BRIEF ::
Retype every entry in its entirety, without alteration.

--- Begin PROVIDED MATERIAL ---

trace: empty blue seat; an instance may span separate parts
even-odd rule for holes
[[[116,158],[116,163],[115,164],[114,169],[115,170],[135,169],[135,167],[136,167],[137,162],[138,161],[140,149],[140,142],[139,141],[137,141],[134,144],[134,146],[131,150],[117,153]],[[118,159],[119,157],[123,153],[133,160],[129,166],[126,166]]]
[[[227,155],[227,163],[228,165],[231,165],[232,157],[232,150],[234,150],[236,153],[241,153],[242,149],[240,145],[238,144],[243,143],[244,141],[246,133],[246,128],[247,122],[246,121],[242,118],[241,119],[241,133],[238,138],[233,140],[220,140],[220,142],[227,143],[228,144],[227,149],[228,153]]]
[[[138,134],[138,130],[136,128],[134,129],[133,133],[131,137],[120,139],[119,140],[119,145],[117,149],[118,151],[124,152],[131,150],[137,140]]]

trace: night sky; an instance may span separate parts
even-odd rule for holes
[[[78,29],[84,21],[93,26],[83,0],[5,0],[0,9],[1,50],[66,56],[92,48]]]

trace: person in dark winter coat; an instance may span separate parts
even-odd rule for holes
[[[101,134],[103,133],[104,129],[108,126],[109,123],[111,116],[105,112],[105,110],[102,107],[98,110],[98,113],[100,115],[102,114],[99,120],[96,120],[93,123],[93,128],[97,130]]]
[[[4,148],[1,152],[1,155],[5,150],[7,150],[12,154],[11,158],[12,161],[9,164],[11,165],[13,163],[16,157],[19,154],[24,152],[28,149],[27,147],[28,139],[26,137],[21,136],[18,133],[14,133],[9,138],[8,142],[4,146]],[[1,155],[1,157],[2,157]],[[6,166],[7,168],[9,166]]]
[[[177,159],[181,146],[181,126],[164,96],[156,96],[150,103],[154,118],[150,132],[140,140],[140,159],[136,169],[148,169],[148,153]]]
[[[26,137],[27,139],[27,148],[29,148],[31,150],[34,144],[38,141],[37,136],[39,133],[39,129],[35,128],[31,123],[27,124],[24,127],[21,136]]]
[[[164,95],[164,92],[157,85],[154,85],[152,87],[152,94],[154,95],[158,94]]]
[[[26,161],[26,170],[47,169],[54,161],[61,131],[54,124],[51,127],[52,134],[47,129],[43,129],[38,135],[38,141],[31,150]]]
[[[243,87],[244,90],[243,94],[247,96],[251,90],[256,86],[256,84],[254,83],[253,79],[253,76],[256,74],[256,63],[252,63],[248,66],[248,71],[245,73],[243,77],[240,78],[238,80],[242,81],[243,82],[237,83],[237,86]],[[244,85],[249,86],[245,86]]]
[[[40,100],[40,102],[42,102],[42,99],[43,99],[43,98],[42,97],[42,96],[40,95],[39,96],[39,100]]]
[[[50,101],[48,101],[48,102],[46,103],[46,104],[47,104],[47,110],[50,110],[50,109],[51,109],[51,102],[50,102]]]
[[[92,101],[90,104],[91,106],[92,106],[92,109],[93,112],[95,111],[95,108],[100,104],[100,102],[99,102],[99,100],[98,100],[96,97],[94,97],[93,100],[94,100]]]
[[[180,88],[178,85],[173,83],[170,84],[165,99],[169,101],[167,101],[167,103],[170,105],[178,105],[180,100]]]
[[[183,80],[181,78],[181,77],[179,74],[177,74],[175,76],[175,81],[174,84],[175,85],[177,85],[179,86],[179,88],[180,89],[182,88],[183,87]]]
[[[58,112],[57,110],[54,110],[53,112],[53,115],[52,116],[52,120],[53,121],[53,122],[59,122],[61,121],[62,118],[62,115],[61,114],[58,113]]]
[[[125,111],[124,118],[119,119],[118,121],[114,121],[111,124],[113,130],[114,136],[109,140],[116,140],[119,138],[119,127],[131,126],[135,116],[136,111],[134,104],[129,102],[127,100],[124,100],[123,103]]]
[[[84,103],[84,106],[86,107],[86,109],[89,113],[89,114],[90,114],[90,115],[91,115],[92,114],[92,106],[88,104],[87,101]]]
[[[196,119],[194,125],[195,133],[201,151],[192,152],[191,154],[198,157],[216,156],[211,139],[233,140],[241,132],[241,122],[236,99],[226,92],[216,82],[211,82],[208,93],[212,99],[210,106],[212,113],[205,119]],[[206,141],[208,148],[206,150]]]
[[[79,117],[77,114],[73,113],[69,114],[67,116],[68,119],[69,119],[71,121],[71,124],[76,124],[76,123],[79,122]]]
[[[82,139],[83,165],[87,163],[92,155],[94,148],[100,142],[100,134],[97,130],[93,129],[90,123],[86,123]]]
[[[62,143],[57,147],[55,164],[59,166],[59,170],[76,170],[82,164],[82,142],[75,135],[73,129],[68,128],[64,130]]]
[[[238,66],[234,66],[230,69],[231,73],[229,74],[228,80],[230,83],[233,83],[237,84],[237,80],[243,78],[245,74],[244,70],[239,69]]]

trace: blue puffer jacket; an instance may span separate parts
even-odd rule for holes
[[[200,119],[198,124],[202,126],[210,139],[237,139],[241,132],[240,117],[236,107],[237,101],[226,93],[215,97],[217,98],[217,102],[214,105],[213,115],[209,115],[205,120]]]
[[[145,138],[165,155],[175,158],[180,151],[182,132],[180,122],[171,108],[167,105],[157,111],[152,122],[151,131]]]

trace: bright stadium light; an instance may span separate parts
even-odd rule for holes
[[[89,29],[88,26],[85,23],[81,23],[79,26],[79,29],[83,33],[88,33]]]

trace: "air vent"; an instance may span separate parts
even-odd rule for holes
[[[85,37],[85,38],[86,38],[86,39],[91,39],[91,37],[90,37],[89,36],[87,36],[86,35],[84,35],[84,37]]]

--- End PROVIDED MATERIAL ---

SOLUTION FOR THIS PROBLEM ::
trace: empty blue seat; an instance may span separate parts
even-odd rule for holes
[[[116,158],[116,163],[115,164],[114,169],[115,170],[135,169],[135,167],[136,167],[137,162],[138,161],[140,149],[140,142],[139,141],[137,141],[134,144],[134,146],[131,150],[117,153]],[[118,159],[119,157],[123,153],[133,160],[129,166],[126,166]]]
[[[227,155],[227,163],[228,165],[231,165],[232,157],[232,150],[234,150],[236,153],[241,153],[242,149],[240,145],[238,144],[243,143],[244,141],[246,133],[246,128],[247,122],[246,121],[242,118],[241,119],[241,133],[238,138],[233,140],[220,140],[220,142],[227,143],[228,144],[227,149],[228,153]]]
[[[138,134],[138,130],[136,128],[134,129],[133,133],[131,137],[120,139],[119,140],[119,145],[117,149],[118,151],[124,152],[131,150],[137,140]]]

trace: night sky; an instance may span separate parts
even-odd rule for holes
[[[78,29],[84,21],[93,26],[83,0],[5,0],[0,9],[1,50],[66,56],[92,48]]]

trace: person in dark winter coat; an instance may span separate parts
even-odd rule for holes
[[[101,134],[103,133],[104,129],[108,126],[109,123],[111,116],[105,112],[105,110],[102,107],[98,110],[98,113],[100,115],[102,114],[99,120],[96,120],[93,123],[93,128],[97,130]]]
[[[4,148],[1,152],[1,155],[5,150],[7,150],[12,154],[11,158],[12,161],[9,164],[11,165],[13,163],[16,157],[19,154],[24,152],[28,149],[27,147],[28,139],[26,137],[21,136],[18,133],[14,133],[9,138],[8,142],[4,146]],[[1,155],[1,157],[2,157]],[[6,166],[7,168],[9,166]]]
[[[177,159],[181,146],[181,126],[164,96],[156,96],[150,103],[154,118],[150,132],[140,140],[140,159],[136,169],[148,169],[148,153]]]
[[[26,137],[27,139],[27,148],[29,148],[31,150],[34,144],[38,141],[37,136],[39,133],[39,129],[35,128],[31,123],[27,124],[24,127],[21,136]]]
[[[164,95],[164,92],[157,85],[154,85],[152,87],[152,94],[154,95],[158,94]]]
[[[26,161],[26,170],[47,169],[54,161],[61,131],[54,124],[51,127],[52,134],[47,129],[43,129],[38,135],[38,141],[31,150]]]
[[[243,87],[244,90],[243,94],[247,96],[251,90],[256,86],[256,84],[254,83],[253,79],[253,76],[256,74],[256,63],[252,63],[248,66],[248,71],[245,73],[243,77],[240,78],[238,80],[242,81],[243,82],[237,83],[237,86]],[[244,85],[249,86],[245,86]]]
[[[40,100],[40,102],[42,102],[42,99],[43,99],[43,98],[42,97],[42,96],[40,95],[39,96],[39,100]]]
[[[50,101],[48,101],[48,102],[46,103],[46,104],[47,104],[47,110],[50,110],[50,109],[51,109],[51,102],[50,102]]]
[[[92,101],[90,104],[91,106],[92,106],[92,109],[93,112],[95,111],[95,108],[100,104],[100,102],[99,102],[99,100],[98,100],[96,97],[94,97],[93,100],[94,100]]]
[[[180,88],[178,85],[173,83],[170,84],[165,99],[169,101],[167,101],[167,103],[170,105],[178,105],[180,100]]]
[[[183,80],[181,78],[181,77],[179,74],[177,74],[175,76],[175,81],[174,84],[175,85],[177,85],[179,86],[179,88],[180,89],[182,88],[183,87]]]
[[[58,112],[57,110],[54,110],[53,112],[53,115],[52,116],[52,120],[53,121],[53,122],[59,122],[61,121],[62,118],[62,115],[61,114],[58,113]]]
[[[125,111],[124,118],[119,119],[118,121],[114,121],[111,124],[113,130],[114,136],[109,140],[116,140],[119,138],[119,127],[131,126],[135,116],[136,111],[134,104],[129,102],[127,100],[124,100],[123,103]]]
[[[84,103],[84,106],[86,107],[86,109],[89,113],[89,114],[90,114],[90,115],[91,115],[92,114],[92,106],[88,104],[87,101]]]
[[[196,119],[194,125],[195,133],[201,151],[192,152],[191,154],[198,157],[216,156],[211,139],[233,140],[241,132],[241,122],[236,99],[226,92],[216,82],[211,82],[208,93],[212,99],[210,106],[212,113],[205,119]],[[206,141],[208,148],[206,150]]]
[[[79,117],[77,114],[73,113],[69,114],[67,116],[68,119],[69,119],[71,121],[71,124],[76,124],[76,123],[79,122]]]
[[[82,139],[83,165],[87,163],[92,155],[94,148],[100,142],[100,134],[97,130],[93,129],[90,123],[86,123]]]
[[[62,143],[57,147],[55,164],[59,166],[59,170],[76,170],[82,164],[82,142],[75,135],[73,129],[68,128],[64,130]]]
[[[238,66],[234,66],[230,69],[231,73],[229,74],[228,80],[230,83],[233,83],[237,84],[237,80],[243,78],[245,74],[244,70],[239,69]]]

trace: blue puffer jacket; an instance may span separate parts
even-odd rule for holes
[[[200,119],[198,124],[202,126],[210,139],[237,139],[241,132],[240,117],[236,107],[237,101],[226,93],[215,97],[217,98],[217,102],[214,105],[213,115],[209,115],[205,120]]]
[[[145,138],[165,155],[175,158],[180,151],[182,132],[180,122],[171,108],[167,105],[157,111],[152,122],[151,131]]]

trace: bright stadium light; an instance may span separate parts
even-odd rule for holes
[[[89,29],[88,26],[85,23],[81,23],[79,26],[79,29],[83,33],[88,33]]]

trace: "air vent"; an instance may span separate parts
even-odd rule for holes
[[[85,37],[85,38],[86,38],[86,39],[91,39],[91,37],[90,37],[89,36],[87,36],[86,35],[84,35],[84,37]]]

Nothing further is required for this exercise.